For graduate students: \(\tau\) is temperature-dependent (WLF/Arrhenius), enabling time-temperature superposition for master curve construction. For practitioners: Compare \(\tau\) to service timescales. If service time \(\ll \tau\), use \(G_e\); if \(\gg \tau\), use \(G_{eq}\).

Material Classification¶

Relaxation Behavior from Fractional Poynting-Thomson Parameters¶
\(G_e/G_{eq}\) Ratio	Relaxation Character	Typical Materials	Design Implications
< 2	Minor relaxation	Dense crosslinked networks	Stable under sustained load
2-10	Moderate relaxation	Filled elastomers, thermoplastics	Account for stress decay
> 10	Large relaxation	Soft tissues, weak gels	Time-dependent design critical

Fractional Order Impact¶
\(\alpha\) Range	Spectrum Character	Typical Materials	Fitting Considerations
0.1-0.3	Very broad, hierarchical	Biological tissues, nanocomposites	Need 4+ decades in time
0.4-0.6	Moderate breadth	Polymer gels, rubbers	Standard 3-4 decades sufficient
0.7-0.9	Narrow, near-exponential	Homogeneous networks	Consider classical Zener

Diagnostic Indicators¶

G(t) continues decreasing at longest time: Equilibrium not reached; extend measurement time or consider liquid model (FMG/FML)
\(G_e/G_k\) near 1: Minimal relaxation; simpler elastic model may suffice
\(\alpha\) hits bounds (0.05 or 0.95): Data may not support fractional behavior; try classical Zener
Non-monotonic residuals: Check for multiple relaxation mechanisms or nonlinear effects

Fitting Guidance¶

Recommended Data Collection:

Stress relaxation (primary): 4-5 decades in time to capture full relaxation
Step strain: Within LVR (typically 1-5%)
Sampling: Log-spaced, 50+ points per decade
Temperature: Constant ±0.1°C

Initialization Strategy:

# From stress relaxation G(t)

Tasks for this exercise
(a) What sampling does the relaxation guide recommend for data collection?
(b) Please reproduce the relaxation guide word for word, starting at "Fitting Guidance¶" and ending at "LVR (typically 1-5%)".

Dataset content
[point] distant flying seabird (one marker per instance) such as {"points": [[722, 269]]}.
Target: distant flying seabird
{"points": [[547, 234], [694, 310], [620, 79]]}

Responses by item number
(a) Log-spaced sampling, with 50+ points per decade.

(b)
Fitting Guidance¶

Recommended Data Collection:

Stress relaxation (primary): 4-5 decades in time to capture full relaxation
Step strain: Within LVR (typically 1-5%)